Passage to read
========
Usernames, passwords and hostnames are distributed using NIS:

  • domain name: DEAP-NIS
  • deap00 is the master server
  • there are no secondary servers
  • hostnames are distributed using NIS (from deap00:/etc/hosts, MUST MATCH deap06:/etc/hosts!)
  • to solve chicken-and-egg problem deap00 IP address has to be listed in each machine /etc/hosts (MUST MATCH deap06 and deap00 /etc/hosts!) (SL6.2+ NIS broadcast does not work so deap00 has to be listed in each machine /etc/yp.conf, also NFS filesystems are mounted before NIS is started).
  • also NIS has to be listed in front of DNS in the "hosts:" entry of /etc/nsswitch.conf

DNS kludge:

  • normally DNS would be used to distribute IP addresses and hostnames to the DHCP server, to deap00 and to other deap machines. But we do not have a private DNS server and the TRIUMF DNS server has the wrong IP addresses for deap machines (142.90.x.x).
  • deap06 DHCP is telling all machines to use the TRIUMF DNS server (to resolve internet addresses - google, etc). To avoid confusion between local deap00, etc hostnames and deap00, etc hostnames from TRIUMF, /etc/nsswitch.conf "hosts:" entry has to list "nis" before "dns".
  • hopefully the deap00, etc hostnames will be resolved correctly by the SNOlab DNS servers and all this kludging can go away.
========
Records from a point labeling set:
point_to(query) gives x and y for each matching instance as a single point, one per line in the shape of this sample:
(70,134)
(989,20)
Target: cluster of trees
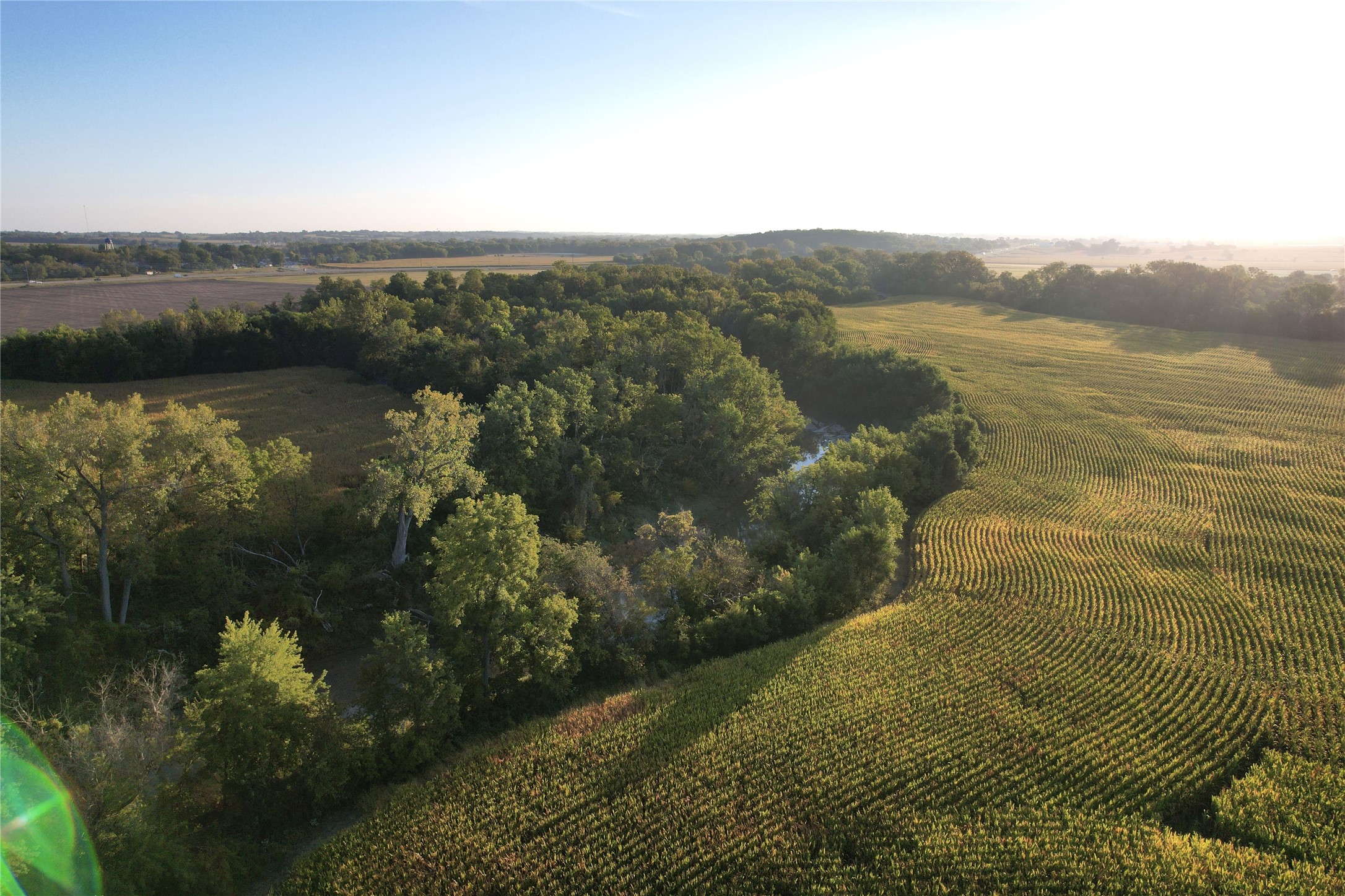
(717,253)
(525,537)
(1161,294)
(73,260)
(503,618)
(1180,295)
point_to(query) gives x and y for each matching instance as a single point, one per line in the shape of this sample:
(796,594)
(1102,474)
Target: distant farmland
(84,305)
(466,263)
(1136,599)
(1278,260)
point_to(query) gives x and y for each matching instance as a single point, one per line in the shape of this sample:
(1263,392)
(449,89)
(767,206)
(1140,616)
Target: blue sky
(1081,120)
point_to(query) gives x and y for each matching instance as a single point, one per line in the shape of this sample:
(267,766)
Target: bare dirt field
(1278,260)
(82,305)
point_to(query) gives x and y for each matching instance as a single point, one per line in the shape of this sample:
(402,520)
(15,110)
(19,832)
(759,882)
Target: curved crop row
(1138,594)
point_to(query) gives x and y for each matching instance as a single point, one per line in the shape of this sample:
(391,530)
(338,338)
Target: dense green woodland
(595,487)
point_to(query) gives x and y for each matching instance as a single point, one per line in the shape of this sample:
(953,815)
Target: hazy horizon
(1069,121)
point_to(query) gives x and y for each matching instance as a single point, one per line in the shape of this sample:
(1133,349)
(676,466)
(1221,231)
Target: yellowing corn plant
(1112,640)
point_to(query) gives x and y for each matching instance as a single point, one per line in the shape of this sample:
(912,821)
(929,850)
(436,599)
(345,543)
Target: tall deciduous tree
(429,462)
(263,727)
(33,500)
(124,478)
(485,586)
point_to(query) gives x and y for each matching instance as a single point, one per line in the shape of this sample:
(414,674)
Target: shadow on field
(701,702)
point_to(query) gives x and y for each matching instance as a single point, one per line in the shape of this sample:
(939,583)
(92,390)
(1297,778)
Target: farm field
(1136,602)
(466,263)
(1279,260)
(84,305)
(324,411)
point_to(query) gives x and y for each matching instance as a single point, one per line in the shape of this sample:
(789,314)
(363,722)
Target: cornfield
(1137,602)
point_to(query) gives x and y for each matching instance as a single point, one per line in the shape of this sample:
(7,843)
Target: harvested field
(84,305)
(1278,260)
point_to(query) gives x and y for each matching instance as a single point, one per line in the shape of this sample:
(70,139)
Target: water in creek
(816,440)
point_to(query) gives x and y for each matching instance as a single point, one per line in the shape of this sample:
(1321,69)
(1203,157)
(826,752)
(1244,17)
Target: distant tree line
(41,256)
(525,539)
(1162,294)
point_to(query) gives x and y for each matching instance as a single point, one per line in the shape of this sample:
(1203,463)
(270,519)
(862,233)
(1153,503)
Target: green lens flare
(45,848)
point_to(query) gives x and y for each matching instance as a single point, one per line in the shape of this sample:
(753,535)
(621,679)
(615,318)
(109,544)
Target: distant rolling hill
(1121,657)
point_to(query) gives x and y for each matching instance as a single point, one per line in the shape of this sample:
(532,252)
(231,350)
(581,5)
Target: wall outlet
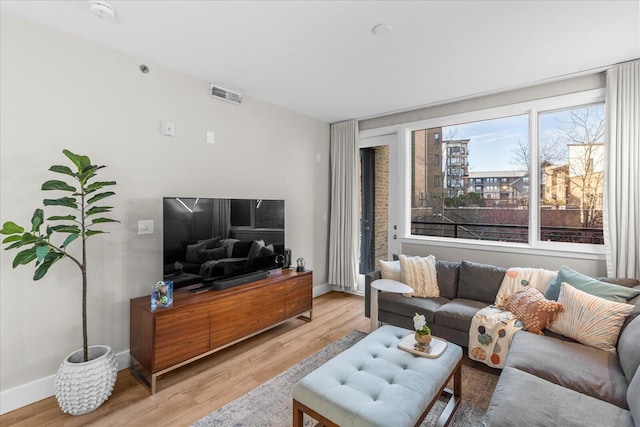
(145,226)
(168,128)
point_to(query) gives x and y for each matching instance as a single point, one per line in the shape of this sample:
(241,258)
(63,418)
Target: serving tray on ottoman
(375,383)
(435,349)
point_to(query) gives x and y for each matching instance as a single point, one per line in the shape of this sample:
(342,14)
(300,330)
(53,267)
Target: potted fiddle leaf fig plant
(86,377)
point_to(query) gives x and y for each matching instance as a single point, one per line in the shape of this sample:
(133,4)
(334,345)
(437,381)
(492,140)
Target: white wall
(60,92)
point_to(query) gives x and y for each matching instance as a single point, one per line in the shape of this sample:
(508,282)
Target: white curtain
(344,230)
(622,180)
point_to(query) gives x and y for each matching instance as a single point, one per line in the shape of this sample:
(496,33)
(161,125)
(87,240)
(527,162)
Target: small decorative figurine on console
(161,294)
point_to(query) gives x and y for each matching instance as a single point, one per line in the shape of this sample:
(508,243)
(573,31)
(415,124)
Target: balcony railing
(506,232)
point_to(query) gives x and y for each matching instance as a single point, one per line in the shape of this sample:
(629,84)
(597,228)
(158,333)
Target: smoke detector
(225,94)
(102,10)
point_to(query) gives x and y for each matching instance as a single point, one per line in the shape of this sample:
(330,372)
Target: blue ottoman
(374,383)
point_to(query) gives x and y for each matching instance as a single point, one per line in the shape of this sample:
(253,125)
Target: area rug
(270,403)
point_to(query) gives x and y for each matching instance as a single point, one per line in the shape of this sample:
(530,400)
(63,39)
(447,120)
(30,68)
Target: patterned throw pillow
========
What you will do
1. Which configuration file paths appear in the NIS setup notes? List each path once.
2. Answer these questions from the NIS setup notes:
(a) What is the NIS domain name?
(b) Which machine's DHCP tells all machines to use the TRIUMF DNS server?
(c) What addresses does the TRIUMF DNS server wrongly hold for the deap machines?
3. Continue the NIS setup notes, starting after their last sentence.

Expected responses
1.
/etc/hosts
/etc/yp.conf
/etc/nsswitch.conf

2.
(a) DEAP-NIS
(b) deap06
(c) 142.90.x.x

3.
System monitoring tools:

  • ganglia
  • triumf_nodeinfo
  • konstantin's ganglia packages (monitor_nfs, ganglia sensors, top, etc) - To install/update: yum --disablerepo="*" --enablerepo=konstantin update
  • diskscrub

Backups

  • backups of Linux images:
    • backups of linux images are done to deap00:/data/root/backups using cron job on deap00:/etc/cron.d/backup.lxdaq.cron and deap00:~root/backup.lxdaq
  • backups of home directories: NONE
  • backups of data disks: NONE

Creating boot disks for deap01..deap05

mirrored 16GB USB Flash disks

go here Cloning_raid1_boot_disks

V7865 single 8GB/16GB USB Flash disks

The V7865 VME processors use single USB flash disks. To create the boot disks, follow instructions for #64GB_SSD_boot_disks, but clone "lxdeap01" instead of "deap01".

Single 8/16GB USB and 64GB SSD boot disks

  • attach SSD disk to any of the deap01..deap05 machines (SATA+power)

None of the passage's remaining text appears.